*EXERCISES TO COMPLETE*.
• A. In the Ruby regular expression thread, reproduce the text between "Could anybody help" and "is appreciated. Thanks.", inclusive.
• B. Translate this sentence from the Ruby regular expression thread into Spanish: "The parentheses create a capturing group."

*DOCUMENT EXCERPT*.
::::

2

Could anybody help me make a proper regular expression from a bunch of text in Ruby. I tried a lot but I don't know how to handle variable length titles.

The string will be of format <sometext>title:"<actual_title>"<sometext>. I want to extract actual_title from this string.

I tried /title:"."/ but it doesnt find any matches as it expects a closing quotation after one variable from opening quotation. I couldn't figure how to make it check for variable length of string. Any help is appreciated. Thanks.

Sainath Mallidi
  • 515
  • 1
  • 7
  • 17

3 Answers3

3
/title:"([^"]*)"/

The parentheses create a capturing group. Inside is first a character class. The ^ means it's negated, so it matches any character that's not a ". The * means 0 or more. You can change it to one or more by using + instead of *.

::::

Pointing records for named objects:
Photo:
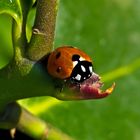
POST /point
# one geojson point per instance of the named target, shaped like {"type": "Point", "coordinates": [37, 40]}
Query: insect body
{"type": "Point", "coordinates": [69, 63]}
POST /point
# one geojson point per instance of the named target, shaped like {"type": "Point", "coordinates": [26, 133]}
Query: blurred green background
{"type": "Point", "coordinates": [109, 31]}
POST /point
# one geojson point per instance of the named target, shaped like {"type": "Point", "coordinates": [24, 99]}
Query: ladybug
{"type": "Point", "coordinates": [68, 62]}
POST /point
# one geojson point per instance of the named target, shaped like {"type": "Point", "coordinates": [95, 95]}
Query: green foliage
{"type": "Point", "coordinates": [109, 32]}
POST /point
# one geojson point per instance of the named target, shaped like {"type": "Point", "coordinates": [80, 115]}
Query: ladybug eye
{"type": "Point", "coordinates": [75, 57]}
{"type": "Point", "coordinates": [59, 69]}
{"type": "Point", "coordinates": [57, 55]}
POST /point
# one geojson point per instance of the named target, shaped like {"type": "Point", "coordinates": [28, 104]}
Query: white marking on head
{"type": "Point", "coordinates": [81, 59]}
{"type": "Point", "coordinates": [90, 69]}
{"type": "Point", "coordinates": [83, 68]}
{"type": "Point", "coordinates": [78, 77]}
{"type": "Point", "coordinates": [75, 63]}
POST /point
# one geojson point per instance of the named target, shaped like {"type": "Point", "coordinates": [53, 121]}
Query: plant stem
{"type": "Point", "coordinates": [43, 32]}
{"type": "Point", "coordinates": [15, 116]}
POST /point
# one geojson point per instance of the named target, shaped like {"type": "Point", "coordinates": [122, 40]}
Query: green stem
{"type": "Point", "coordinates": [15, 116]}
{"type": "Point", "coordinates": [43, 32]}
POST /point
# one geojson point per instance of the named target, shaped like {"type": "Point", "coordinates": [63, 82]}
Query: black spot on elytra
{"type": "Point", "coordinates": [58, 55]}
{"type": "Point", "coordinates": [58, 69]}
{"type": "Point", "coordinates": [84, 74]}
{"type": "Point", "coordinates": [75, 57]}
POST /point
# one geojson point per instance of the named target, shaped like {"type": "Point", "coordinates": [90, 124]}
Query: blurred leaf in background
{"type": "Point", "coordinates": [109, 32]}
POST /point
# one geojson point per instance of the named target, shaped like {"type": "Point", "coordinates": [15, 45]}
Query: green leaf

::::

*REPLIES*.
• A.
Could anybody help me make a proper regular expression from a bunch of text in Ruby. I tried a lot but I don't know how to handle variable length titles.

The string will be of format <sometext>title:"<actual_title>"<sometext>. I want to extract actual_title from this string.

I tried /title:"."/ but it doesnt find any matches as it expects a closing quotation after one variable from opening quotation. I couldn't figure how to make it check for variable length of string. Any help is appreciated. Thanks.

• B. Los paréntesis crean un grupo de captura.